▶ **The data**
* * * *

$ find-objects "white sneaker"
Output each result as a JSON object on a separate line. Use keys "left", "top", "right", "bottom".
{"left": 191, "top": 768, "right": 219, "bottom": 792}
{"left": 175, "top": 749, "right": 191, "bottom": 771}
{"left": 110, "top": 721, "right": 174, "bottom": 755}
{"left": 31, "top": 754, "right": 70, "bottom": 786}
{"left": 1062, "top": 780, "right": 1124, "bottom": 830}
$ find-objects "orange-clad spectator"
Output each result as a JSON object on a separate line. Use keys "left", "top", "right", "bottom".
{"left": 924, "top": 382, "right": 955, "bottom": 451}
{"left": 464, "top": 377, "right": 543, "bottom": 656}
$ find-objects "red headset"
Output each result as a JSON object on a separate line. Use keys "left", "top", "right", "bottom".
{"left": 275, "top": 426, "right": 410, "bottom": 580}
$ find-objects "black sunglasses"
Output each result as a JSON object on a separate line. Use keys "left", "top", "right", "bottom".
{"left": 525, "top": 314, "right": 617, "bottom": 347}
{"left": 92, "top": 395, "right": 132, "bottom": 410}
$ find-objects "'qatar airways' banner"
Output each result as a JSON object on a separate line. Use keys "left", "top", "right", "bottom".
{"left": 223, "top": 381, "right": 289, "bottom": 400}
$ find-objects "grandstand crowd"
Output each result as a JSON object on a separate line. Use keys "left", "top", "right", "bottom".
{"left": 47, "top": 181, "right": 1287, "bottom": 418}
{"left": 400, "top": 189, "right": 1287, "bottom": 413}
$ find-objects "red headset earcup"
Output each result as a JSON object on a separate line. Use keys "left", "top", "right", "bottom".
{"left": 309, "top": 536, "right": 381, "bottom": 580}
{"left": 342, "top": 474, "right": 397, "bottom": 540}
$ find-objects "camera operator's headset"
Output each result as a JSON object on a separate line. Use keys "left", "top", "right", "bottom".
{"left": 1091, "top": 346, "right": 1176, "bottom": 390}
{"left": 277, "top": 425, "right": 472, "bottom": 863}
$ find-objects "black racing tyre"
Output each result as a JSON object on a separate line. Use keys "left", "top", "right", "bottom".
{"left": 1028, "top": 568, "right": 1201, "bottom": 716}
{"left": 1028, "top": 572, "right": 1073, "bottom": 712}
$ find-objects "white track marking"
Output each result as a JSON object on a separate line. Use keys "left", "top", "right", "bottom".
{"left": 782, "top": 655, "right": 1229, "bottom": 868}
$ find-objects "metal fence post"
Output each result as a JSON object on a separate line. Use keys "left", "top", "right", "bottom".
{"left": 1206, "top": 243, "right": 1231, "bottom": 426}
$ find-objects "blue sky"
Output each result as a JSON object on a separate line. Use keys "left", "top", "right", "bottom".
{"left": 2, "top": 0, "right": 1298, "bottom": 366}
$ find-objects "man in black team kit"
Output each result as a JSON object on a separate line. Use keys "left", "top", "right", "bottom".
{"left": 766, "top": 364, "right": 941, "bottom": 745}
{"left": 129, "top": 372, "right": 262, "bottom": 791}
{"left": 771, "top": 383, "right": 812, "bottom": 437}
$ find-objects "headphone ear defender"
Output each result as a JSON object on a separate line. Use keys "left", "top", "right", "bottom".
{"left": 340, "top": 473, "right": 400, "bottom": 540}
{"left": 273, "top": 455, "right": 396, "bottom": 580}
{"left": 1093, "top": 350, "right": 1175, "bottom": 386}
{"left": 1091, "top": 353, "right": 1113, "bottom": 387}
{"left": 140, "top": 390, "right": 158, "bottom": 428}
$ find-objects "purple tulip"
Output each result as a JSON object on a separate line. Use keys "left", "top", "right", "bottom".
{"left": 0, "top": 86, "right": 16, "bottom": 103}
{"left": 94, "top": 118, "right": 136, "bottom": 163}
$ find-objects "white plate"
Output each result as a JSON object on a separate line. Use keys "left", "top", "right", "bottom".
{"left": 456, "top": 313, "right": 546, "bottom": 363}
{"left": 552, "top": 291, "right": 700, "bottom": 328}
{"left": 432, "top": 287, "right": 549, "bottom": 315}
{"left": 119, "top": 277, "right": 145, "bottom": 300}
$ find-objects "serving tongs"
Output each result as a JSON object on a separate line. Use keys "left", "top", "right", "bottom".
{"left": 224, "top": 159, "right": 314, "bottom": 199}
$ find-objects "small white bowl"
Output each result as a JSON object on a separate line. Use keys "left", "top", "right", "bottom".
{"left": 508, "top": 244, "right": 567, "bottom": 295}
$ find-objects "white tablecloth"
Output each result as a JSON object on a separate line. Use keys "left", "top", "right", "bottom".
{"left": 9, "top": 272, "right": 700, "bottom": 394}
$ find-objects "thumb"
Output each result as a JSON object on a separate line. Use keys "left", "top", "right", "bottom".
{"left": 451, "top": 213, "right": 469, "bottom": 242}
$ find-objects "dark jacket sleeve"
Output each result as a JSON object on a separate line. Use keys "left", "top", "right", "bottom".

* * * *

▶ **Exercise directions**
Across the preceding records, count the lines with the word "black" in them and give that figure alone.

▶ **Task result**
3